■ About this exercise ■
Which lines run from the one containing "17, row 144." to the end of the entries? Copy them exactly, both ends included, and give nothing else.

Natural language region descriptions
──────────
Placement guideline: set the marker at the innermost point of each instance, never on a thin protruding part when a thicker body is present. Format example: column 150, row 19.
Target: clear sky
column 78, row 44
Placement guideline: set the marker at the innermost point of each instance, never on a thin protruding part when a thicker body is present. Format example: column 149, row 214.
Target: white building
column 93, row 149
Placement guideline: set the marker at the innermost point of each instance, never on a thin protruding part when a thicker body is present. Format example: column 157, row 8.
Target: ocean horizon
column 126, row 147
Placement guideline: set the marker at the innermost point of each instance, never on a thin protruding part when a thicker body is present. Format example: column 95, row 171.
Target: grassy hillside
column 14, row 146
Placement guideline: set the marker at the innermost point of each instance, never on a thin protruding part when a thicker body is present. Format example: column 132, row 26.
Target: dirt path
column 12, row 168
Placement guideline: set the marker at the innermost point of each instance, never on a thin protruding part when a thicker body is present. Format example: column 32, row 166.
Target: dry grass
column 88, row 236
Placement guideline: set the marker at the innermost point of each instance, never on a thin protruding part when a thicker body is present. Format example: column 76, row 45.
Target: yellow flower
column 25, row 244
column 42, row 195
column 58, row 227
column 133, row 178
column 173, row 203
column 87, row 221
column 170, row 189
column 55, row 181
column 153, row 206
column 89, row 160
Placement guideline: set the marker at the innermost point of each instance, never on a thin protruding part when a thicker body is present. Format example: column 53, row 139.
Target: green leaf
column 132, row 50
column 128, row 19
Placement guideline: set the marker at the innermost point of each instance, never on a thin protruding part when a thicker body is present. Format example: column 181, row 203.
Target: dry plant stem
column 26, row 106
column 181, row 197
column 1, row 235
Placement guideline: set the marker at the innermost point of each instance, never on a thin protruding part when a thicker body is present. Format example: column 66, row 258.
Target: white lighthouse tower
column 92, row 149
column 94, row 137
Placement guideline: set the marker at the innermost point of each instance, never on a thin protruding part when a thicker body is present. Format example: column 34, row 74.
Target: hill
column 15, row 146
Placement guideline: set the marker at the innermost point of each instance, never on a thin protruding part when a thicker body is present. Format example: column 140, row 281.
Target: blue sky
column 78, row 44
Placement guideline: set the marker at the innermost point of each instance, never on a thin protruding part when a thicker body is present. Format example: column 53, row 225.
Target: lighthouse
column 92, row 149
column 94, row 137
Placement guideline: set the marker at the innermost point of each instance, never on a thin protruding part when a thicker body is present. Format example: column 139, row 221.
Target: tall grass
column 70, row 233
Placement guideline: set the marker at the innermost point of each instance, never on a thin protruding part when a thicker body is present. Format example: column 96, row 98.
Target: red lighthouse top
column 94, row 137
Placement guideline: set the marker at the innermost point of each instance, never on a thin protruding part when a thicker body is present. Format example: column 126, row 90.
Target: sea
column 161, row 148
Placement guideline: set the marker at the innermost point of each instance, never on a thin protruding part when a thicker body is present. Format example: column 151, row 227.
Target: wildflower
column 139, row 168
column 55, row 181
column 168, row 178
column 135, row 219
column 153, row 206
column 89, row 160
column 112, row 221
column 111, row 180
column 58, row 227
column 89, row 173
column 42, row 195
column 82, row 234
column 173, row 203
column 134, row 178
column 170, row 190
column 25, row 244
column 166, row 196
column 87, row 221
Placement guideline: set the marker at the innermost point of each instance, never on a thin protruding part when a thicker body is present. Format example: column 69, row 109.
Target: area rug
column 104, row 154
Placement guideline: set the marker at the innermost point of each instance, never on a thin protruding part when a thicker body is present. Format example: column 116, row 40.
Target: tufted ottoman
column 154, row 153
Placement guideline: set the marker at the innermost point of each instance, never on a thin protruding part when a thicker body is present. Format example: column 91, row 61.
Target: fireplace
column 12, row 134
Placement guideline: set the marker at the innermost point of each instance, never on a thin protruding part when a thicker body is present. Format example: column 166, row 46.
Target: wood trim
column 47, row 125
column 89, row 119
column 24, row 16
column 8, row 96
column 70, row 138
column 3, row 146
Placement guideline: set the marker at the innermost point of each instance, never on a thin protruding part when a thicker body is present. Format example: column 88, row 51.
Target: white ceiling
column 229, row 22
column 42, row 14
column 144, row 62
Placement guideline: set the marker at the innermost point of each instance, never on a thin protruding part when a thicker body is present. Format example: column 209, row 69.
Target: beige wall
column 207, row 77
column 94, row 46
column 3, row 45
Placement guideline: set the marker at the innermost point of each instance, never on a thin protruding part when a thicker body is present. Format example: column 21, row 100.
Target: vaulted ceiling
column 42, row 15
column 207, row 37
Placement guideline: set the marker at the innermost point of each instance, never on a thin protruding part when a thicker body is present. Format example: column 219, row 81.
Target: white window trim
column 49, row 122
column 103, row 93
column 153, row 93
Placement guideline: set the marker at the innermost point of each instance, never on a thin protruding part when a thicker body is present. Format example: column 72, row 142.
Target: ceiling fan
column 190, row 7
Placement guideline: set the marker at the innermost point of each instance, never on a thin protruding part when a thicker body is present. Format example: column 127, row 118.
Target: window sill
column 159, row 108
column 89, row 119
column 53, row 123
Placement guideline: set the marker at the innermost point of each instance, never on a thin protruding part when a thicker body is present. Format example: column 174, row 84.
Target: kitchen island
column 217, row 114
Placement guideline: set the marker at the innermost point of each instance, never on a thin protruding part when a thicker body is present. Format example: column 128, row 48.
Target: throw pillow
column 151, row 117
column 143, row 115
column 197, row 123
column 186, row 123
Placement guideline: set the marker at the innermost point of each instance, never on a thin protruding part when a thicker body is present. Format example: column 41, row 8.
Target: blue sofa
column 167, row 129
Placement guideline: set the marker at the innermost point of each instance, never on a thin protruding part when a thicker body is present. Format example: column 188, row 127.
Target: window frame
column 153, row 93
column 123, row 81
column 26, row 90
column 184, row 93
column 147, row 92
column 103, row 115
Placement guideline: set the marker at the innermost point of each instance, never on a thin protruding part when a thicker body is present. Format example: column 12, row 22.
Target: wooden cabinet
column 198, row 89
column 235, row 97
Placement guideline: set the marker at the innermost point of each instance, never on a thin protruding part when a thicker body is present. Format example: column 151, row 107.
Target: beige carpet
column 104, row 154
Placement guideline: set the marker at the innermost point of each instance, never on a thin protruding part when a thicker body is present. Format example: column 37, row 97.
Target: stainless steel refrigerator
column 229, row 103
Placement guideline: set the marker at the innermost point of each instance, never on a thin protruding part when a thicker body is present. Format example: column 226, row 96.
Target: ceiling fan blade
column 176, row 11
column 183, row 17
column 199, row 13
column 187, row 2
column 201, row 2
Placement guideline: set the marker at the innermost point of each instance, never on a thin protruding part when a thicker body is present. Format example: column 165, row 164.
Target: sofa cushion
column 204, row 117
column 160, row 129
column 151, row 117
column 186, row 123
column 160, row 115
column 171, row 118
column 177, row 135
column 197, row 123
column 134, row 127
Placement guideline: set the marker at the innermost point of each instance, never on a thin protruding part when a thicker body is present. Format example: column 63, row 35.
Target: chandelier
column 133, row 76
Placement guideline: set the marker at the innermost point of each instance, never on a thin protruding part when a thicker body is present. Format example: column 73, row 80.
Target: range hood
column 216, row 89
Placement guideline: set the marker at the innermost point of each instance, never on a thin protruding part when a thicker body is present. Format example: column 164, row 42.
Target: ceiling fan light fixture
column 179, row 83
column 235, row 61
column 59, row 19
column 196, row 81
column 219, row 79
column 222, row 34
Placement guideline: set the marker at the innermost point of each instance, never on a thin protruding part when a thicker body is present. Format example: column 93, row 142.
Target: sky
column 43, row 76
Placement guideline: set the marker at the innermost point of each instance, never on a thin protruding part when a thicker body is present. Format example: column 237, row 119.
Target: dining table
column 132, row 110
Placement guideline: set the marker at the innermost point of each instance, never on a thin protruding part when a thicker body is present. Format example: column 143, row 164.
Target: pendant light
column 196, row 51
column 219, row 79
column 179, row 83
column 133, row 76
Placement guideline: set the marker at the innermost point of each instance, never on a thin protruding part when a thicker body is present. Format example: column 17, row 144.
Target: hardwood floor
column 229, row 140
──────────
■ Exercise response ■
Placement guideline: set the marker at the innermost point of each instance, never on a thin protruding part when a thicker body is present. Format example: column 17, row 144.
Target: hardwood floor
column 229, row 140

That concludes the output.